◆ WHAT IS BEING ASKED
Replace every "Objective" in the rows below with "Goal", and change nothing else.

[Extracted records]
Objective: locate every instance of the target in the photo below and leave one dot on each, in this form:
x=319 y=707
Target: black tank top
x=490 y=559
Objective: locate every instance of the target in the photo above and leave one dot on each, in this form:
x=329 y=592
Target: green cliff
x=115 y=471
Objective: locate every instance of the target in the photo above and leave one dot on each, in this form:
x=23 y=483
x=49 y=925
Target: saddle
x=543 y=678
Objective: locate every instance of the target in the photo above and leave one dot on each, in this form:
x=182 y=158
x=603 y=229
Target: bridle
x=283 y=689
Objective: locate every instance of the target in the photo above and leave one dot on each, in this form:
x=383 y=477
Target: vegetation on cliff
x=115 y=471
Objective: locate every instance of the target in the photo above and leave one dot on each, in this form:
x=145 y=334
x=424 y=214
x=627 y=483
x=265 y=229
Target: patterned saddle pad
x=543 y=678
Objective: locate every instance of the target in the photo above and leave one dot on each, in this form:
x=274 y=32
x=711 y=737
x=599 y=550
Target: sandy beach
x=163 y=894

◆ WORKED SOLUTION
Goal: locate every instance of the target in the photo below and leave one dot on each, in this form:
x=319 y=707
Target: black tank top
x=490 y=559
Goal: locate every instance of the target in the photo above and leave one dot on each, in this form:
x=329 y=592
Target: green cliff
x=115 y=471
Goal: locate every instance of the target in the photo above and leave one dot on each, in this form:
x=23 y=483
x=49 y=925
Target: saddle
x=543 y=678
Goal: locate every instance of the target in the photo above and leave one dot on each, in this form:
x=182 y=158
x=603 y=229
Target: bridle
x=283 y=689
Goal: locate every instance of the target in the photo above and leave one dot on each, in this form:
x=383 y=477
Target: vegetation on cliff
x=115 y=471
Goal: locate every instance of the target in the photo above and leave one dot on each, in this form:
x=145 y=334
x=424 y=214
x=627 y=483
x=265 y=229
Target: patterned saddle pad
x=543 y=678
Goal: locate every instance of the target in the photo above and leave one dot on each, in this form:
x=274 y=32
x=711 y=737
x=599 y=550
Target: sandy beach
x=163 y=894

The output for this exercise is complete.